Work instructions>
Can you quote the items below verbatim, leaving out the pictures?

[Excerpts from a point labeling dataset]

--

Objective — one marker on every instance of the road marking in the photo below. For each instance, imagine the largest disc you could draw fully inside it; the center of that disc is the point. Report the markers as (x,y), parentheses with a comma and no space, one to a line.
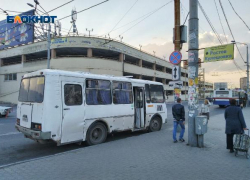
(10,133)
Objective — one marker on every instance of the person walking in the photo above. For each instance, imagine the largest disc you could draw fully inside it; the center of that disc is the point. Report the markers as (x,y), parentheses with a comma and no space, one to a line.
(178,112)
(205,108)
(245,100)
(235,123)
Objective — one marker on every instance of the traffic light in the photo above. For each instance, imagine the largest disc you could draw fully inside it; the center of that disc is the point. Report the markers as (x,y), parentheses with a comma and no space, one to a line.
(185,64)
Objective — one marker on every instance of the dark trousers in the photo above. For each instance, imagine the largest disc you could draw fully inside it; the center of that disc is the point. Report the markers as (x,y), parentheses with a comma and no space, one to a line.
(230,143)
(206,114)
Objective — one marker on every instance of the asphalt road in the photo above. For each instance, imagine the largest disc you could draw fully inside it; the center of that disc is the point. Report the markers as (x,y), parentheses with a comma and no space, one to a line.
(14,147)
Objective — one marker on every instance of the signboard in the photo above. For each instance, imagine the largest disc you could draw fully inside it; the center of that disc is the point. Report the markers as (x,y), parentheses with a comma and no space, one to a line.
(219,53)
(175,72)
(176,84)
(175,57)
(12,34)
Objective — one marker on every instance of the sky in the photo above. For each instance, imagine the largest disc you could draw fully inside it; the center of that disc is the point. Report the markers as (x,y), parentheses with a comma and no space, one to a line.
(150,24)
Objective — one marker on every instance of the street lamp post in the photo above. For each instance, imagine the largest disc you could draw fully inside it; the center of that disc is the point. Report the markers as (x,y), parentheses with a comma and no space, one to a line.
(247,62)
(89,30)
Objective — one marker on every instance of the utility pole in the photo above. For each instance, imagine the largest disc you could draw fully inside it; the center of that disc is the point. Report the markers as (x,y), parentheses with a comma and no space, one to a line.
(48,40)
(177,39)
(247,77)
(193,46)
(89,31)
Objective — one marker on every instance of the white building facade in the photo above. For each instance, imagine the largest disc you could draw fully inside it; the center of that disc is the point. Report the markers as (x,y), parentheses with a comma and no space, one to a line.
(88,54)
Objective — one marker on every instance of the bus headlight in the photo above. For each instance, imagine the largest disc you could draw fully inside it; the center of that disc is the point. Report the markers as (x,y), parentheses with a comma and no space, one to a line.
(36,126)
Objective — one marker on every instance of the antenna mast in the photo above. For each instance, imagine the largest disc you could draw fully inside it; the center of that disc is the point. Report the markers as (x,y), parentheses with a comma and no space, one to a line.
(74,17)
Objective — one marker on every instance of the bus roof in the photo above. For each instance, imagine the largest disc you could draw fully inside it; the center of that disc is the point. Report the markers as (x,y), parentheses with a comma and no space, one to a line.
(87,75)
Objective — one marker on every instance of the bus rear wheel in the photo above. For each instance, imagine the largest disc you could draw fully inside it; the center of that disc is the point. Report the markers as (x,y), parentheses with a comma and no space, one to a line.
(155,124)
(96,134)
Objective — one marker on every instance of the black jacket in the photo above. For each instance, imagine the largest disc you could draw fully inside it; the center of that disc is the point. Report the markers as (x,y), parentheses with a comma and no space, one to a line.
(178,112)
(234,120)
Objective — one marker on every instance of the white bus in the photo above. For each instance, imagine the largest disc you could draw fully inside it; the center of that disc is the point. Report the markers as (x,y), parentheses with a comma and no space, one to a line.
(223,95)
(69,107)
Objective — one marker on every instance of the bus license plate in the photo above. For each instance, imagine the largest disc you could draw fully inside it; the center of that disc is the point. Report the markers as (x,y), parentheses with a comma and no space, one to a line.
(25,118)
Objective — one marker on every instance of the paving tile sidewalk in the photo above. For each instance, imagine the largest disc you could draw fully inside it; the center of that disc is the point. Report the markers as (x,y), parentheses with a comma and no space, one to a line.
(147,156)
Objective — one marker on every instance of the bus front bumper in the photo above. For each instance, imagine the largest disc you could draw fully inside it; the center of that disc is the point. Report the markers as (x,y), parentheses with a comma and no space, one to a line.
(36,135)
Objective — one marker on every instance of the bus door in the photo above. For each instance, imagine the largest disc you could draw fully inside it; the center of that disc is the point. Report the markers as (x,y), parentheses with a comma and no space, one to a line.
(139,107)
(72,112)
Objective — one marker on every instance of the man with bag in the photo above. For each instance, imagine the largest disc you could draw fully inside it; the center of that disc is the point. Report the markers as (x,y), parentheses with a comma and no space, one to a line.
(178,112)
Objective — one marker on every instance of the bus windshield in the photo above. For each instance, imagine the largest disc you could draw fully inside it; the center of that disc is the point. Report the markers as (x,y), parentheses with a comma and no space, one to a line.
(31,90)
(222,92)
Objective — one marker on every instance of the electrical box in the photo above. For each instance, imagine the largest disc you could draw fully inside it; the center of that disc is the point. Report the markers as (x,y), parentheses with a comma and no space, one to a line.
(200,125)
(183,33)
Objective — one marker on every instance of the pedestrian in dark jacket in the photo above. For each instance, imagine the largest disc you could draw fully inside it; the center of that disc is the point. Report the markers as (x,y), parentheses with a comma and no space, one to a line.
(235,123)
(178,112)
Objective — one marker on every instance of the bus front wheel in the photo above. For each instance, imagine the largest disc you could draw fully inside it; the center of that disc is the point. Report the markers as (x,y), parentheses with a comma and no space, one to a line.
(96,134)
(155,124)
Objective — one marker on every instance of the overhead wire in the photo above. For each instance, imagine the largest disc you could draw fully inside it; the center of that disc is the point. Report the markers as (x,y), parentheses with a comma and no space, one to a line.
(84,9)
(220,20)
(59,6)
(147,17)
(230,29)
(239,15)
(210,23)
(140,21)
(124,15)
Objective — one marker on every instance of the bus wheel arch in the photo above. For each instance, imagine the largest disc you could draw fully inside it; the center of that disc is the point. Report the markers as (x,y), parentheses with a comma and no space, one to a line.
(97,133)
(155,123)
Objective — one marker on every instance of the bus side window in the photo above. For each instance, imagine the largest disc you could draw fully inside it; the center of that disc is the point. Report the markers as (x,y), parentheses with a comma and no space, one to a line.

--

The result>
Objective — one marker on every instance of the road marking in the photo below. For each instance, imagine the largest disc you could draw fully inside it; the center of that disc is the point. Report the markers as (x,y), parentheses with a comma and no space, one to a line.
(10,133)
Objective — one marker on every instance of the person walking in the photo above. For each instance, imagine the largest disc you could draw fully inside it; the center of that disc is the point. Report the markers as (x,y), parentheses with a comma and no space, one to a line.
(178,112)
(205,108)
(245,100)
(235,123)
Objective — one marker on every instance of the traffic light in the photo above. For each instance, imagine the largest disc you could draw fully inside it; the center of that disc is the point. Report the markers as (x,y), parentheses with a comma and no space, one to a line.
(185,64)
Objective — one marker on every instance of the dark trousers in the photo above. For each instance, imagine the largest disc you could draw fully inside it; the center of that disc is the point. Report the markers as (x,y), parentheses with a comma and no space, one to a line.
(230,143)
(206,114)
Objective — one marker on every instance of the asphalt road in the photo above. For each instance, imagine the largest disc you could draw fully inside it; the center of that disc is the point. Report the markers as (x,y), parentheses with a comma and no space, one to a line.
(14,147)
Objective — one marker on every instance of the signboard in the photo above. For each instance, imagine the largest disc you could draw fully inside it; the center of that disc is the point. Report the markers as (x,y), parentheses with a comma and no space, one to a line.
(219,53)
(175,72)
(176,84)
(175,57)
(12,34)
Objective — one marker on every instance of the sky in the photo above. For each instance, imagine the largest disc you could draw fully inside it; the center of that disc is the point. Report the markers as (x,y), parentheses with a comma and no space, one to a line.
(150,24)
Objective — one marker on every instance of the street lamp post in the photo above. For each instance, imagine the largest disc you could draw fully inside it; the center of that disc is the point. Report the markers as (x,y), parentheses with a comma and no space, one to a line.
(247,62)
(89,30)
Objective — one marker on every instance of the utility pole in the photo above. For each instance, imagine the largest disc you could draw fully inside it; the center of that disc is the point. Report the markers as (x,y), parentheses with a comma and no space, one to a line.
(48,40)
(177,39)
(247,77)
(193,46)
(89,31)
Objective — one marker on every instance of the white building facade in the photo above. For each instance, imagine the largest disc you could draw fully inside it; the center of that disc is the point. Report the markers as (x,y), parentheses with a comma and no space, one to a line.
(88,54)
Objective — one marker on every instance of the bus headlight in the photo above. For each instance, imagine the largest disc you could draw fully inside it; the center of that disc is the point. Report the markers as (x,y), parentheses with a comma and no space, one to a line.
(36,126)
Objective — one marker on every instance of the antenna mast in the photo above. For each instance, imagine the largest disc you could draw fully inside it; the center of that disc is the point. Report the markers as (x,y), parentheses with a comma and no space, one to a line.
(74,17)
Objective — one marker on every instance of the bus roof in the photo above. For each instance, imagine the largest disc you could draw fully inside it; the center of that disc is the point. Report the markers as (x,y), parentheses with a comma and no space, one to a line.
(87,75)
Objective — one marker on every instance of the bus rear wheel in the photo above. For each instance, imagine the largest disc you could draw fully inside it; the center of that disc is the point. Report the markers as (x,y), parentheses with a comma and no space, one to a line.
(155,124)
(96,134)
Objective — one marker on every instance of the black jacket in the photo above. For each instance, imagine the largest disc you could draw fully inside it; the center of that disc is the point. Report the markers as (x,y), parentheses with a comma and no space, one to a line.
(178,112)
(234,120)
Objective — one marker on every instance of the white bus in the photo above. For each instance, imagine the largest disc you could draw fully inside it; the center of that disc is the point. Report the markers as (x,y), parentheses with a comma and no space, one to a line.
(223,95)
(69,107)
Objective — one marker on every instance of the bus license plate in the photo above. For each instance, imagine the largest disc you could draw fully inside it; the center of that disc is the point. Report the markers as (x,y), parentheses with a comma and no space, one to a line.
(25,118)
Objective — one marker on every instance of the paving tile sidewalk in the photo above. For each instance, imagine the largest disc you could draw fully inside it; the center of that disc is the point. Report the markers as (x,y), parentheses with a comma and no space, one to a line.
(147,156)
Objective — one marker on every instance of the bus front bumper in the photo above. For each instance, imagine the largest disc you could draw fully inside it; the center of that disc is the point. Report the markers as (x,y), parentheses with a comma and no space, one to a line.
(36,135)
Objective — one marker on every instance of the bus door in the photo above. For each instance, imagine the largest disc you could draw fully inside it; the center of that disc is the point. Report the markers as (x,y), parentheses with a comma and no space, one to a line.
(139,107)
(72,112)
Objective — one marker on every instance of the man with bag in the photo above. For each instance, imagine the largest disc you could draw fully inside it; the center of that disc is the point. Report the markers as (x,y), parentheses with a comma and no space, one to a line.
(178,112)
Objective — one marker on every instance of the bus windshield in the photo above. For each instance, imagine the largest disc you could draw fully inside it; the center of that disc is the point. Report the markers as (x,y), parentheses with a comma and no space, one to a line.
(31,90)
(222,92)
Objective — one marker on every instance of the electrical box in the photo above. For each instance, imagine the largest disc you could draw fully inside it; the center of that disc is the point. Report the markers as (x,y), parentheses with a comma and no space, one to a line.
(200,125)
(183,33)
Objective — one marker on every instance of the pedestrian in dark jacket in the photo above. For each instance, imagine the largest disc you could draw fully inside it; the center of that disc is the point. Report the markers as (x,y), parentheses with a comma and no space, one to a line.
(235,123)
(178,112)
Objective — one marker on every instance of the bus front wheel in the photo above. For each instance, imagine the largest disc you could draw fully inside it; the center of that disc is the point. Report the markers as (x,y), parentheses with a comma and no space, one to a line.
(96,134)
(155,124)
Objective — one marker on every instance of the overhead wire in the photo above. For each instance, imagine the largest disc you could draw fully inside it; the center of that disc is the point. Report the markers as (x,y), parentheses with a comma and no space, one to a line.
(84,9)
(220,20)
(59,6)
(147,17)
(230,29)
(239,15)
(210,23)
(140,21)
(124,15)
Objective — one marker on every instance of the bus wheel arch in the photo above. For each instance, imagine the largest disc you could draw fully inside it; the center of that disc is the point. Report the markers as (x,y), parentheses with a comma and no space, one to a line.
(97,133)
(155,123)
Objective — one marker on every instance of the bus side window in the photo above. For each instance, imagine the largest disc you could draw fully inside it; the center of that disc is the point. Report the markers as (x,y), parentheses with a comma and no space, one to a line.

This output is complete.